Exercise requirements - The records below are to be transcribed exactly as they appear.

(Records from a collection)
[Start of section]
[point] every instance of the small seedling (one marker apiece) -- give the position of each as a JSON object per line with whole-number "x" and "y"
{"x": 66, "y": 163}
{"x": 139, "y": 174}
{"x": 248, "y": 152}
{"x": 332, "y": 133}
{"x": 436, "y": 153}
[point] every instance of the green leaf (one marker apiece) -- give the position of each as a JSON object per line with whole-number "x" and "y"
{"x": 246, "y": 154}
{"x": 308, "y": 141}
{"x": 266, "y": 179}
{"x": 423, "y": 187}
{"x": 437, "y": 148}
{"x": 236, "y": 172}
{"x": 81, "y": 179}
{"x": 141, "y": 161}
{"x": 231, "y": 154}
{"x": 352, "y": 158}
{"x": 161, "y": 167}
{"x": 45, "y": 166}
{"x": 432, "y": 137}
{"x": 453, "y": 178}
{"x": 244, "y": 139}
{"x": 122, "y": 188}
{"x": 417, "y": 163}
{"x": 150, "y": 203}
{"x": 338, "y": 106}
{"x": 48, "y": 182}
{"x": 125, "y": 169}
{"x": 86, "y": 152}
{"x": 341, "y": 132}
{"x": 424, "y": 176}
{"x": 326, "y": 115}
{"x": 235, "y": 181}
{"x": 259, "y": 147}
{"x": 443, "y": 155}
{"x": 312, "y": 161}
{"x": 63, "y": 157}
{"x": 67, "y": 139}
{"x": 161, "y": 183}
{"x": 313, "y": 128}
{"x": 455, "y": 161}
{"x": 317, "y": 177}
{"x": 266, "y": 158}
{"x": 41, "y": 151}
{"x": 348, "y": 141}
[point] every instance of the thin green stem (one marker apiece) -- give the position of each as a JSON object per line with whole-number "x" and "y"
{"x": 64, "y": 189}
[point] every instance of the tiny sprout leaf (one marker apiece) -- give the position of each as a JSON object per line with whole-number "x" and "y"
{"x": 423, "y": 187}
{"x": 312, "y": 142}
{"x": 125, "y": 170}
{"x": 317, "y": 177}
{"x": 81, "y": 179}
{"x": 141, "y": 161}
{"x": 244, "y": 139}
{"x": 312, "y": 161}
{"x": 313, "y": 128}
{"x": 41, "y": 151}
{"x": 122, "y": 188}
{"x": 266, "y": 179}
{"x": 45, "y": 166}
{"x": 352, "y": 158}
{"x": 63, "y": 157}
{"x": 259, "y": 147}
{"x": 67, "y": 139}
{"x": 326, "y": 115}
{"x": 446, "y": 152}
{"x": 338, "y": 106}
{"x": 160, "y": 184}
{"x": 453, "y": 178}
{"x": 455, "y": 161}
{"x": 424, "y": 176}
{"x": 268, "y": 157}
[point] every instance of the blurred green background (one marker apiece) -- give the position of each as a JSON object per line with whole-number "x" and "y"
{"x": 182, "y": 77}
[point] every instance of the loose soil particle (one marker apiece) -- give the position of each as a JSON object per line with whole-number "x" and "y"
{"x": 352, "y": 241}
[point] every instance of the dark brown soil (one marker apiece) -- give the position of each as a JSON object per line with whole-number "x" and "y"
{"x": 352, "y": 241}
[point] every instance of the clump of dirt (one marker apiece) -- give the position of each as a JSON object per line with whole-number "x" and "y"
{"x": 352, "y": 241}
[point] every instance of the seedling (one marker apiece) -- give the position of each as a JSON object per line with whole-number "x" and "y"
[End of section]
Answer section -
[point] every instance of the small seedling (one marker apiece) -- give the position of each as a JSON object per line with whole-number "x" and "y"
{"x": 66, "y": 163}
{"x": 139, "y": 174}
{"x": 248, "y": 152}
{"x": 332, "y": 133}
{"x": 436, "y": 153}
[point] every instance of the green leaf (one marker apiece) -- give the position of each as a JSON object per line with whole-number "x" and "y"
{"x": 246, "y": 154}
{"x": 308, "y": 141}
{"x": 266, "y": 179}
{"x": 423, "y": 187}
{"x": 437, "y": 148}
{"x": 236, "y": 172}
{"x": 81, "y": 179}
{"x": 141, "y": 161}
{"x": 231, "y": 154}
{"x": 352, "y": 158}
{"x": 161, "y": 167}
{"x": 45, "y": 166}
{"x": 432, "y": 137}
{"x": 453, "y": 178}
{"x": 244, "y": 139}
{"x": 122, "y": 188}
{"x": 417, "y": 163}
{"x": 150, "y": 203}
{"x": 338, "y": 106}
{"x": 48, "y": 182}
{"x": 125, "y": 169}
{"x": 86, "y": 152}
{"x": 341, "y": 132}
{"x": 424, "y": 176}
{"x": 326, "y": 115}
{"x": 235, "y": 181}
{"x": 259, "y": 147}
{"x": 443, "y": 155}
{"x": 312, "y": 161}
{"x": 63, "y": 157}
{"x": 67, "y": 139}
{"x": 161, "y": 183}
{"x": 313, "y": 128}
{"x": 455, "y": 161}
{"x": 317, "y": 177}
{"x": 266, "y": 158}
{"x": 41, "y": 151}
{"x": 348, "y": 141}
[point] every instance of the thin green stem (one marker apiece) -- give the position of each as a JSON object per line with whole-number "x" and "y"
{"x": 64, "y": 189}
[point] every instance of the tiny sprout leaf (one marker apiece) -- give the position of each as a JSON object per line with whole-number "x" and "y"
{"x": 423, "y": 187}
{"x": 312, "y": 142}
{"x": 125, "y": 170}
{"x": 317, "y": 177}
{"x": 81, "y": 179}
{"x": 141, "y": 161}
{"x": 244, "y": 139}
{"x": 312, "y": 161}
{"x": 313, "y": 128}
{"x": 41, "y": 151}
{"x": 122, "y": 188}
{"x": 266, "y": 179}
{"x": 45, "y": 166}
{"x": 352, "y": 158}
{"x": 63, "y": 157}
{"x": 259, "y": 147}
{"x": 67, "y": 139}
{"x": 326, "y": 115}
{"x": 446, "y": 152}
{"x": 338, "y": 106}
{"x": 160, "y": 184}
{"x": 453, "y": 178}
{"x": 455, "y": 161}
{"x": 424, "y": 176}
{"x": 268, "y": 157}
[point] every instance of the blurred green background (one marker apiece) -- give the position of each as a JSON object per line with whole-number "x" and "y"
{"x": 182, "y": 77}
[point] every instance of the loose soil particle (one marker apiece) -- give the position of each as a JSON object per line with whole-number "x" and "y"
{"x": 352, "y": 241}
[point] every instance of the dark brown soil (one marker apiece) -- give the position of each as a JSON object per line with whole-number "x" and "y"
{"x": 352, "y": 241}
[point] every instance of the clump of dirt (one marker apiece) -- give the position of each as a JSON object per line with whole-number "x" and "y"
{"x": 352, "y": 241}
[point] every instance of the seedling (one marker apiece) -- give the position of each as a JSON object per line with whole-number "x" and "y"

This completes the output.